# switching over



## leveldrummer (May 27, 2005)

i have a 46 gallon bowfront. ive kept a mixed cichlid tank for about 4 years and im thinking about converting to salt water. i have lots of rock. about 4 inches of tahitian moon sand. emperor 200 filter, basic heater. basic light. i was wondering if id be able to use any of this with salt water, id really like to keep the sand most of all. the rocks dont matter. ill probably get live rock anyway. what steps do i have to take to clean the old tank. i plan on a fish only tank. maybe some anemones and such. do i need different lights for either of these? can someone give me some good guidelines to follow. ive been reading books but they dont help much because they all contradict each other. and i really dont know about the stuff they are talking about anyway.


----------



## TheOldSalt (Jan 28, 2005)

If you only want fish, then all that stuff will work fine. All you need now is some salt & a hydrometer.

_STATED EXERCISE 1_:
Reproduce the entire forum thread about switching a tank over to salt water without any change.
These records are unrelated to the forum thread.

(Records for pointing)
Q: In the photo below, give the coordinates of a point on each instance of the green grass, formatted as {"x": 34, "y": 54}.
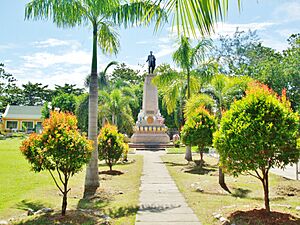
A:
{"x": 247, "y": 192}
{"x": 180, "y": 150}
{"x": 21, "y": 188}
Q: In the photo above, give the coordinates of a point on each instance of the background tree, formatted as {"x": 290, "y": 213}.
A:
{"x": 115, "y": 107}
{"x": 195, "y": 15}
{"x": 187, "y": 57}
{"x": 10, "y": 93}
{"x": 111, "y": 145}
{"x": 103, "y": 16}
{"x": 198, "y": 130}
{"x": 65, "y": 102}
{"x": 256, "y": 134}
{"x": 35, "y": 94}
{"x": 59, "y": 148}
{"x": 103, "y": 79}
{"x": 122, "y": 75}
{"x": 67, "y": 89}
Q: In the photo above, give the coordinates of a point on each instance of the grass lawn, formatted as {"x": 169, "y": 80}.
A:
{"x": 180, "y": 150}
{"x": 247, "y": 192}
{"x": 21, "y": 188}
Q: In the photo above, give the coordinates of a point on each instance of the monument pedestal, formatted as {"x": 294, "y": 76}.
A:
{"x": 150, "y": 128}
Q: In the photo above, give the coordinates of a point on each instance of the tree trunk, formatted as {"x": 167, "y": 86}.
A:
{"x": 265, "y": 182}
{"x": 188, "y": 153}
{"x": 92, "y": 177}
{"x": 222, "y": 180}
{"x": 65, "y": 198}
{"x": 188, "y": 84}
{"x": 201, "y": 152}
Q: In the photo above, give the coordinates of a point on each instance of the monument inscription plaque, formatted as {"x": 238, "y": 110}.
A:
{"x": 150, "y": 127}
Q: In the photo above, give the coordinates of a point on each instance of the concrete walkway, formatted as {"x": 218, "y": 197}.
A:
{"x": 160, "y": 200}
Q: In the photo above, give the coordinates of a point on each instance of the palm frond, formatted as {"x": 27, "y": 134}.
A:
{"x": 166, "y": 79}
{"x": 138, "y": 13}
{"x": 108, "y": 38}
{"x": 190, "y": 16}
{"x": 199, "y": 52}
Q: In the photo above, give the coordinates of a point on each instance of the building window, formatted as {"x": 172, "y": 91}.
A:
{"x": 11, "y": 124}
{"x": 27, "y": 125}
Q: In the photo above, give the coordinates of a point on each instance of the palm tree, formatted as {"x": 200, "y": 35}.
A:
{"x": 192, "y": 15}
{"x": 115, "y": 108}
{"x": 187, "y": 57}
{"x": 102, "y": 77}
{"x": 103, "y": 16}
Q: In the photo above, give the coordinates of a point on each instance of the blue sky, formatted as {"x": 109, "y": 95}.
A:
{"x": 38, "y": 51}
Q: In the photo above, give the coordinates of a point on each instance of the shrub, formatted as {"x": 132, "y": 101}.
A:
{"x": 111, "y": 145}
{"x": 257, "y": 133}
{"x": 59, "y": 148}
{"x": 198, "y": 129}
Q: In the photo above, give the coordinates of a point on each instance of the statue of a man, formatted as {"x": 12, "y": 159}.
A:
{"x": 151, "y": 62}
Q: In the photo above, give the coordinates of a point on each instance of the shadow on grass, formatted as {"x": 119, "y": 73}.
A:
{"x": 240, "y": 192}
{"x": 174, "y": 164}
{"x": 97, "y": 201}
{"x": 201, "y": 170}
{"x": 34, "y": 205}
{"x": 111, "y": 172}
{"x": 72, "y": 217}
{"x": 121, "y": 211}
{"x": 261, "y": 217}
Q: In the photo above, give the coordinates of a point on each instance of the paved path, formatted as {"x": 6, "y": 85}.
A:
{"x": 160, "y": 200}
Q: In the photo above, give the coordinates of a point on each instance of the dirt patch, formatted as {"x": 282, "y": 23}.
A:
{"x": 111, "y": 172}
{"x": 261, "y": 217}
{"x": 73, "y": 217}
{"x": 288, "y": 190}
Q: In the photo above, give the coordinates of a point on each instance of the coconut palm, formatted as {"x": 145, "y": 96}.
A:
{"x": 191, "y": 16}
{"x": 187, "y": 57}
{"x": 103, "y": 16}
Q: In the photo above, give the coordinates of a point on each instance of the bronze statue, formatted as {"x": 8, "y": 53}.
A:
{"x": 151, "y": 62}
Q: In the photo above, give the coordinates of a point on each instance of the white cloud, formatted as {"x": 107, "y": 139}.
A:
{"x": 7, "y": 46}
{"x": 230, "y": 28}
{"x": 286, "y": 32}
{"x": 288, "y": 11}
{"x": 165, "y": 49}
{"x": 46, "y": 59}
{"x": 227, "y": 29}
{"x": 53, "y": 42}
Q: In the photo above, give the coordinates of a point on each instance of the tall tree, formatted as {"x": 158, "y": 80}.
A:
{"x": 10, "y": 93}
{"x": 102, "y": 16}
{"x": 187, "y": 57}
{"x": 35, "y": 94}
{"x": 115, "y": 107}
{"x": 103, "y": 79}
{"x": 125, "y": 76}
{"x": 224, "y": 90}
{"x": 191, "y": 16}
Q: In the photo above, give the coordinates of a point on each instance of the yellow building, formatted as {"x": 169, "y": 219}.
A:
{"x": 22, "y": 118}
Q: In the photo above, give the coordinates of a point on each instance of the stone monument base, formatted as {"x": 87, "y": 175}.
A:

_STATED EXERCISE 2_:
In the records, begin at the line that has "of the paved" and continue through the end of the records, switching each "instance" to "occurrence" and leaving everything else unchanged. Give only those lines.

_TASK RESULT 1_:
# switching over



## leveldrummer (May 27, 2005)

i have a 46 gallon bowfront. ive kept a mixed cichlid tank for about 4 years and im thinking about converting to salt water. i have lots of rock. about 4 inches of tahitian moon sand. emperor 200 filter, basic heater. basic light. i was wondering if id be able to use any of this with salt water, id really like to keep the sand most of all. the rocks dont matter. ill probably get live rock anyway. what steps do i have to take to clean the old tank. i plan on a fish only tank. maybe some anemones and such. do i need different lights for either of these? can someone give me some good guidelines to follow. ive been reading books but they dont help much because they all contradict each other. and i really dont know about the stuff they are talking about anyway.


----------



## TheOldSalt (Jan 28, 2005)

If you only want fish, then all that stuff will work fine. All you need now is some salt & a hydrometer.

_TASK RESULT 2_:
Q: In the photo above, give the coordinates of a point on each occurrence of the paved path, formatted as {"x": 6, "y": 85}.
A:
{"x": 160, "y": 200}
Q: In the photo above, give the coordinates of a point on each occurrence of the dirt patch, formatted as {"x": 282, "y": 23}.
A:
{"x": 111, "y": 172}
{"x": 261, "y": 217}
{"x": 73, "y": 217}
{"x": 288, "y": 190}
Q: In the photo above, give the coordinates of a point on each occurrence of the coconut palm, formatted as {"x": 145, "y": 96}.
A:
{"x": 191, "y": 16}
{"x": 187, "y": 57}
{"x": 103, "y": 16}
Q: In the photo above, give the coordinates of a point on each occurrence of the bronze statue, formatted as {"x": 8, "y": 53}.
A:
{"x": 151, "y": 62}
Q: In the photo above, give the coordinates of a point on each occurrence of the white cloud, formatted as {"x": 107, "y": 139}.
A:
{"x": 7, "y": 46}
{"x": 230, "y": 28}
{"x": 286, "y": 32}
{"x": 288, "y": 11}
{"x": 165, "y": 49}
{"x": 46, "y": 59}
{"x": 227, "y": 29}
{"x": 53, "y": 42}
Q: In the photo above, give the coordinates of a point on each occurrence of the tall tree, formatted as {"x": 158, "y": 80}.
A:
{"x": 10, "y": 93}
{"x": 102, "y": 16}
{"x": 187, "y": 57}
{"x": 35, "y": 94}
{"x": 115, "y": 107}
{"x": 103, "y": 79}
{"x": 125, "y": 76}
{"x": 224, "y": 90}
{"x": 191, "y": 16}
Q: In the photo above, give the coordinates of a point on each occurrence of the yellow building, formatted as {"x": 169, "y": 219}.
A:
{"x": 22, "y": 118}
Q: In the photo above, give the coordinates of a point on each occurrence of the stone monument base, formatted as {"x": 87, "y": 175}.
A:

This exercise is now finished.